▸ **Consigne écrite**
Extrais de la liste ci-dessous toutes les lignes où figure le mot "spoon".

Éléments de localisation
# # # #
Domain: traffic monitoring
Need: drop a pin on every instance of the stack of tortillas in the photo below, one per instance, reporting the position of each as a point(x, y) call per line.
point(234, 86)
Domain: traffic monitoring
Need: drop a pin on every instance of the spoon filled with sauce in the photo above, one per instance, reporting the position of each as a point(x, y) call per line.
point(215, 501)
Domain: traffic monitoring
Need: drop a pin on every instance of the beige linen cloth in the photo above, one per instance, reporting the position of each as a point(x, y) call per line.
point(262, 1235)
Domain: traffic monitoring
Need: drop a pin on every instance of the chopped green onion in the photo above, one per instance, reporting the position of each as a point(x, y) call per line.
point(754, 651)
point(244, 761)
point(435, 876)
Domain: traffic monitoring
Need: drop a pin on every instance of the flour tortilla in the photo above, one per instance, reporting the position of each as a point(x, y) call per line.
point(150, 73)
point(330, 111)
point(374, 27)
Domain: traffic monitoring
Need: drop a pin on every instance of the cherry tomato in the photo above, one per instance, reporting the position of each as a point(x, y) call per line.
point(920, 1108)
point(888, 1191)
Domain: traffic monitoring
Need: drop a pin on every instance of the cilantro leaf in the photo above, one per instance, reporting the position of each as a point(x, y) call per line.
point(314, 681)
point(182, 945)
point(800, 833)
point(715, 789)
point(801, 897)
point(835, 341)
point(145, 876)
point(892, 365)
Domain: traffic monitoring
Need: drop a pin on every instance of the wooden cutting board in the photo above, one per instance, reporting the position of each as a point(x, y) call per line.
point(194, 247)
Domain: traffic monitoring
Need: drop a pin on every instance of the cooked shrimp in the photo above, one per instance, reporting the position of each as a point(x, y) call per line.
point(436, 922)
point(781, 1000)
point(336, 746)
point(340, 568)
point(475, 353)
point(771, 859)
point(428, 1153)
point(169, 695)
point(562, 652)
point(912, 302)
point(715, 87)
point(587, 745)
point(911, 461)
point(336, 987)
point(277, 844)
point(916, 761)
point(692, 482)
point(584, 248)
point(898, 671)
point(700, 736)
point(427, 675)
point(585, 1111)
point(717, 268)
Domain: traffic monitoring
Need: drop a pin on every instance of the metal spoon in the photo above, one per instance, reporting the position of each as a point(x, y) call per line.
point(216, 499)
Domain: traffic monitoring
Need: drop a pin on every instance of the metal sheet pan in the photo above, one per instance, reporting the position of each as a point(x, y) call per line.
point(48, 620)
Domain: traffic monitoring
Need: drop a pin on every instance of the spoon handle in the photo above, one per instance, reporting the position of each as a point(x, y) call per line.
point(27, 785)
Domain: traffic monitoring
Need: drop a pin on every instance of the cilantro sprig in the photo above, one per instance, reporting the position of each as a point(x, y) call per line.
# # # #
▸ **Réponse complète**
Need: drop a pin on every instance of the spoon filled with sauce in the photo above, one per instance, reporting the position of each as a point(x, y) call per line.
Need: drop a pin on every instance of the metal spoon in the photo above, one per instance, reporting the position of each as a point(x, y) call per line.
Need: drop a pin on every instance of the spoon handle in the photo above, one per instance, reporting the position of each as a point(x, y) call per line.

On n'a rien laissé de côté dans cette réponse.